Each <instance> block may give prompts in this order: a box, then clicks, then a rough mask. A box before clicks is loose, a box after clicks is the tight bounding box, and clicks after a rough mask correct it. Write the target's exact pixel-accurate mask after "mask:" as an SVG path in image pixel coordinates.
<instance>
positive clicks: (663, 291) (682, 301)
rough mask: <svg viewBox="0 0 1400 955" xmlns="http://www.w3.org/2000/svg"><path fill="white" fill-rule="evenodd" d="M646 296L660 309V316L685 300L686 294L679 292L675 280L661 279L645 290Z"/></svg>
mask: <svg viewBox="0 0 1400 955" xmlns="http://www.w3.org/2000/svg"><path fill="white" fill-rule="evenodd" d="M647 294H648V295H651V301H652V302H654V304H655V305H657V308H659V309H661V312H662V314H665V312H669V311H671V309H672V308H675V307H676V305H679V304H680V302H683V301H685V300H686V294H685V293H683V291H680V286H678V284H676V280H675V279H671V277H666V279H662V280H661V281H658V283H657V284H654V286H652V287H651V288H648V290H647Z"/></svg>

■ ■ ■ ■

- **Exercise prompt**: What is needed is a word-for-word copy of the records.

- **Result for this task**:
Each <instance> block may give prompts in this order: a box, then clicks, then a rough mask. A box before clicks is loose, a box after clicks is the tight bounding box, and clicks after a rough mask correct it. Write the target's exact pixel-accurate mask after "mask:" as an SVG path in image pixel coordinates.
<instance>
positive clicks: (663, 291) (682, 301)
rough mask: <svg viewBox="0 0 1400 955" xmlns="http://www.w3.org/2000/svg"><path fill="white" fill-rule="evenodd" d="M646 296L660 309V316L685 300L686 294L679 292L675 280L661 279L645 290Z"/></svg>
mask: <svg viewBox="0 0 1400 955" xmlns="http://www.w3.org/2000/svg"><path fill="white" fill-rule="evenodd" d="M647 294H648V295H651V301H652V302H654V304H655V305H657V308H659V309H661V312H662V314H665V312H669V311H671V309H672V308H675V307H676V305H679V304H680V302H683V301H685V300H686V294H685V293H683V291H680V286H678V284H676V280H675V279H671V277H666V279H662V280H661V281H658V283H657V284H654V286H652V287H651V288H648V290H647Z"/></svg>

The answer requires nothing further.